== AUSGEWÄHLTER TEXT ==
%%

Im Herbst 2012 erfuhr Bischof Friedhelm Hofmann erstmals von den Anschuldigungen der Frau. Sie wurden bislang nur von einem Kirchengericht untersucht. Im Dezember 2015 kam die Nachricht der Kongregation für die Glaubenslehre aus Rom, dass das kirchliche Verfahren einzustellen sei. Nach den Berichten in den Medien hat die Staatsanwaltschaft Würzburg Ende März Ermittlungen aufgenommen.
Alexandra Wolf: „Auch ich distanziere mich von jeglicher Form von Gewalt.“ Eine Distanzierung sei für sie als Opfer aber zu wenig. „Ich würde da gern nach dem Warum fragen. – Warum und ab welchem Zeitpunkt erzeugt Gewalt Gegengewalt?“
Alexandra Wolf stimmt der Aussage der evangelisch-lutherischen Dekanin Edda Weise zu, die am Mittwoch gesagt hat, dass eine derartige Tat auf dem Weg zu einem sachgemäßen Umgang mit Missbrauchsvorwürfen im Bereich des Bistums Würzburg in keiner Weise weiterführe. Auch Josef Schuster, der Vorsitzendes des Zentralrats der Juden in Deutschland bezeichnete die Schmierereien als vollkommen inakzeptabel und in der Sache zudem ganz und gar kontraproduktiv.
Die Stellungnahme im Wortlaut
„Gewalt beginnt bei mir da, wo Schweigen beginnt, wenn Not herrscht. Wenn so lange geschwiegen wird, dass sich Opfer und Angehörige vollkommen ohnmächtig und allein zurück gelassen fühlen – dann passiert das wohl: das Farb-Fass läuft im wahrsten Sinne des Wortes über.
Wir haben ja nach meinem Schrei in der Öffentlichkeit die unsägliche Situation in Würzburg, dass sich offenbar neue Opfer gemeldet haben, die die gleiche Person beschuldigen. Wir haben unzählige Kommentare von Opfern, die darin bekundet haben, dass sie das gleiche Schicksal der Vertuschung und die absolute Unterlassung jeglicher Hilfe bezeugen können.
Und das Bistum? Es kontert mit einer Chronologie, die lückenhaft und zum Teil schlichtweg falsch ist. Und dann das Übliche: Das Bistum schweigt – um strafrechtliche Ermittlungen nicht zu stören. Dabei hat dieses Bistum sich auf die Fahnen geschrieben, das Opfer in den Mittelpunkt zu stellen. Es hat bis jetzt aber nicht reagiert, wie es der Auftrag der Kirche ist: mit Güte, Barmherzigkeit und Sanftmut.

%%

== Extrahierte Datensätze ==
%%

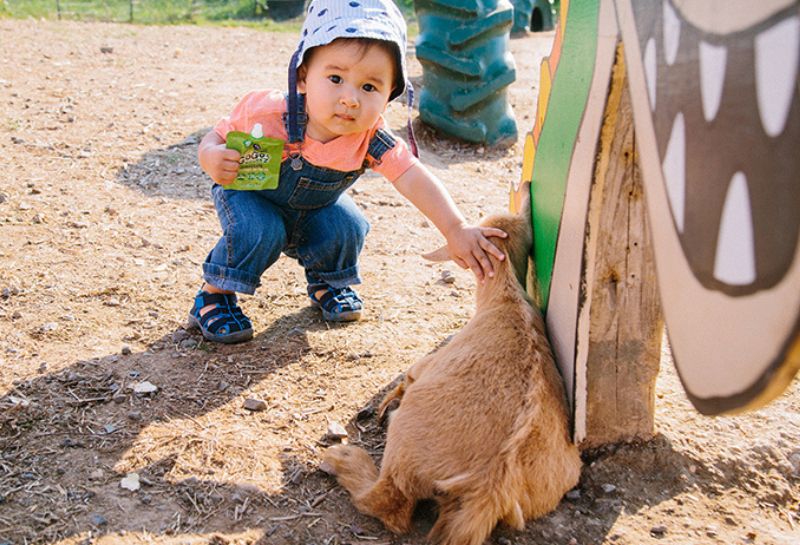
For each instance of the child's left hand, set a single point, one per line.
(469, 246)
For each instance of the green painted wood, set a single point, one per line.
(568, 97)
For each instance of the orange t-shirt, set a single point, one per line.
(345, 153)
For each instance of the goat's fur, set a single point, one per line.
(482, 424)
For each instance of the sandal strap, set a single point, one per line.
(338, 299)
(225, 314)
(204, 298)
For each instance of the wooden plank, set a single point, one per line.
(625, 321)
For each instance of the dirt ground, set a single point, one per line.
(105, 219)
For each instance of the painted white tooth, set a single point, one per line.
(713, 61)
(672, 33)
(735, 262)
(650, 71)
(777, 50)
(674, 169)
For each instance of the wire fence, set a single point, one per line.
(153, 11)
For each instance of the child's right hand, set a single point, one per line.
(219, 162)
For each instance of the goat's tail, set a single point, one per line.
(372, 494)
(470, 505)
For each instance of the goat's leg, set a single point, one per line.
(413, 373)
(388, 402)
(372, 494)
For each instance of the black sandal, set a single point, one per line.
(225, 323)
(337, 304)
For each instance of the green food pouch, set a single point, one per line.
(260, 165)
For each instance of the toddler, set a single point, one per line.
(348, 65)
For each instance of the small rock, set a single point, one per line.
(68, 442)
(131, 482)
(49, 326)
(180, 335)
(574, 494)
(365, 414)
(794, 459)
(256, 405)
(145, 387)
(336, 431)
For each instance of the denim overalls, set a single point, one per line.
(308, 217)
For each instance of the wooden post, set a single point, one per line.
(624, 312)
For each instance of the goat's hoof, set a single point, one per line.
(328, 468)
(387, 409)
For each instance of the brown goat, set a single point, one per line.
(482, 426)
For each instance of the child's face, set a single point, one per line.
(347, 88)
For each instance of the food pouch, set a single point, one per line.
(260, 164)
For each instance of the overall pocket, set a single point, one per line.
(309, 194)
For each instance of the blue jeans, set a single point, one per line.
(308, 217)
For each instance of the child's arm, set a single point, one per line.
(219, 162)
(467, 244)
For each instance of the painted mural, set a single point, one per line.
(716, 105)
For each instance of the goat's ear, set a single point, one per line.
(438, 255)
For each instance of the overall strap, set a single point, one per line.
(381, 142)
(295, 125)
(295, 105)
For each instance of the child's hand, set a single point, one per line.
(469, 245)
(219, 162)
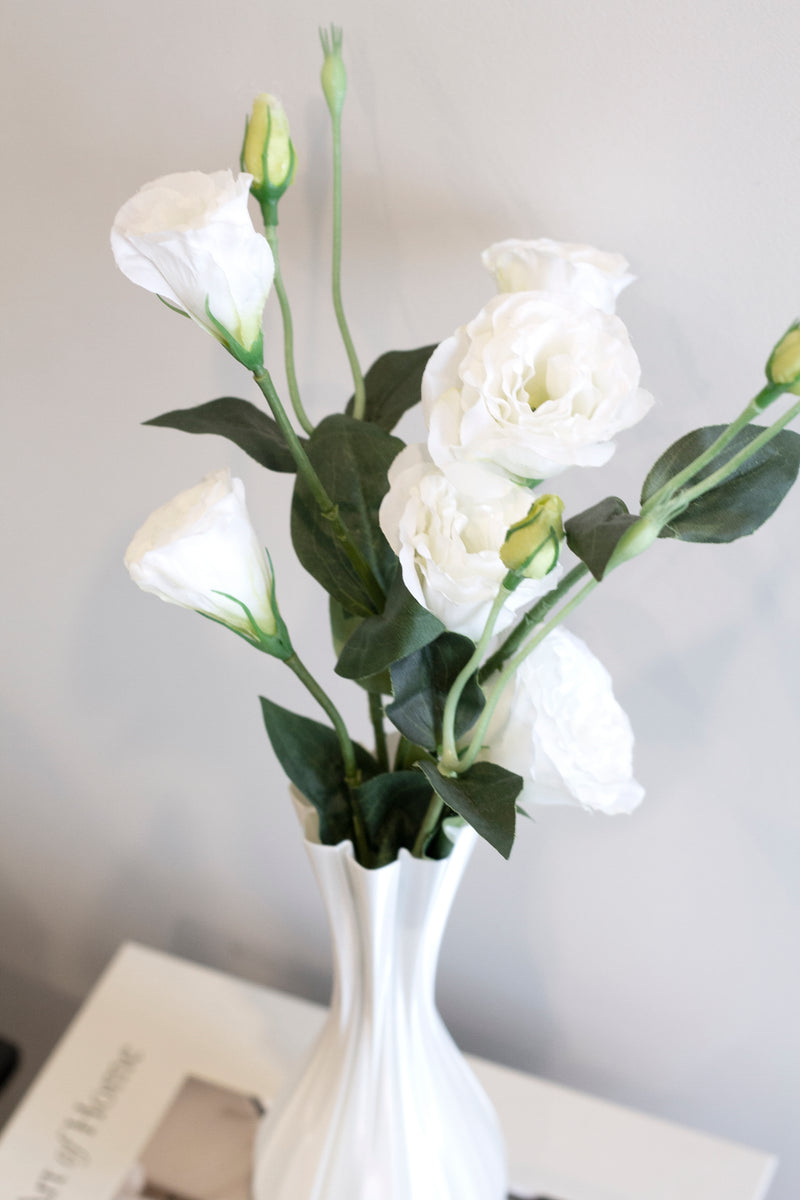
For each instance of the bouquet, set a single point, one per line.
(451, 564)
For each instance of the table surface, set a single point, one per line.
(156, 1027)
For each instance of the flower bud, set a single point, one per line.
(268, 153)
(531, 546)
(783, 366)
(334, 76)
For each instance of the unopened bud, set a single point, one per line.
(268, 153)
(533, 545)
(334, 76)
(783, 366)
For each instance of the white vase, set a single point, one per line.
(385, 1107)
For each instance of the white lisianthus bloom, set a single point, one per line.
(446, 529)
(190, 239)
(534, 384)
(545, 265)
(199, 550)
(560, 727)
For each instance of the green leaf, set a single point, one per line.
(392, 385)
(343, 627)
(594, 533)
(401, 629)
(485, 796)
(394, 807)
(421, 683)
(352, 460)
(241, 423)
(744, 501)
(311, 756)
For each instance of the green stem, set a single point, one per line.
(271, 232)
(377, 718)
(352, 773)
(358, 378)
(476, 741)
(733, 463)
(326, 507)
(531, 618)
(751, 411)
(449, 759)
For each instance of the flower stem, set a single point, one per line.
(352, 773)
(533, 618)
(377, 718)
(326, 507)
(449, 757)
(358, 378)
(271, 232)
(476, 741)
(751, 411)
(733, 463)
(428, 825)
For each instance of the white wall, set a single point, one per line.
(650, 959)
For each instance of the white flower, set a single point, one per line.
(545, 265)
(447, 528)
(190, 239)
(200, 549)
(534, 384)
(559, 726)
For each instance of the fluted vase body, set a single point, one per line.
(385, 1108)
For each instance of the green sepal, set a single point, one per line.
(392, 385)
(401, 629)
(311, 756)
(251, 358)
(739, 504)
(485, 796)
(241, 423)
(421, 683)
(173, 307)
(352, 459)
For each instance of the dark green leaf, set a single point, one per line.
(744, 501)
(311, 756)
(594, 533)
(352, 459)
(485, 796)
(392, 385)
(241, 423)
(394, 807)
(401, 629)
(421, 683)
(343, 627)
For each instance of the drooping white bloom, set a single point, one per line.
(199, 550)
(534, 384)
(595, 276)
(560, 727)
(446, 528)
(190, 239)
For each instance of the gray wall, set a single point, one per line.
(650, 959)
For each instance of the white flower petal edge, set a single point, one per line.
(560, 727)
(190, 238)
(446, 529)
(595, 276)
(199, 545)
(534, 384)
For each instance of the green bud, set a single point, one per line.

%%

== TEILE DER ÜBUNG ==
1. Wann kam laut dem Text über die Missbrauchsvorwürfe im Bistum Würzburg die Nachricht aus Rom, dass das kirchliche Verfahren einzustellen sei?
2. Führe bitte den Text über die Missbrauchsvorwürfe im Bistum Würzburg nach seinem letzten Satz weiter.
Die Datensätze sind eigenständiges Material.

== ANTWORTEN JE AUFGABE ==
1. Im Dezember 2015.

2.
Nun ist das Bistum selbst Opfer geworden. Ich empfinde ohne Frage tiefstes Mitgefühl mit all denen, die in ihren Gefühlen verletzt wurden, die um die Beschmutzung einer religiösen Stätte, um die Beschmutzung eines Kulturgutes trauern. Ich fühle Trauer, dass Gewalt Gegengewalt erzeugt.
Für mich ist Kommunikation die einzige Möglichkeit, eine Brücke von Verständnis und Versöhnung aufzubauen. Kommunikation sollte aber nie verletzend sein. Die Wand der Kiliansgruft ist da wohl der denkbar schlechteste Ort.
Ich, als Opfer, möchte in aller Aufrichtigkeit die Kirche in ihrem Opfer-Dasein in den Mittelpunkt stellen. Mit aller klaren Distanz zu Gewalt. Gewalt ist nie eine Lösung und wird es nie sein.
Ich möchte aber auch den Täter fragen? Warum hast Du das gemacht? Warum bist Du straffällig geworden? Weshalb war das Dein letzter Ausweg der Kommunikation? Mir fehlt vor allem eines: Barmherzigkeit, Sanftmut und Güte und die ernsthafte Suche nach Gerechtigkeit und Frieden“, so Alexandra Wolf.
Professor Klaus Laubenthal, seit 2010 der aktuelle Missbrauchsbeauftragte der Diözese Würzburg, zeigte sich verwundert über die vom Bistum veröffentlichte „Chronologie“. Er habe einige der dort aufgeführten Punkte anders erlebt, sagte er auf Nachfrage dieser Redaktion.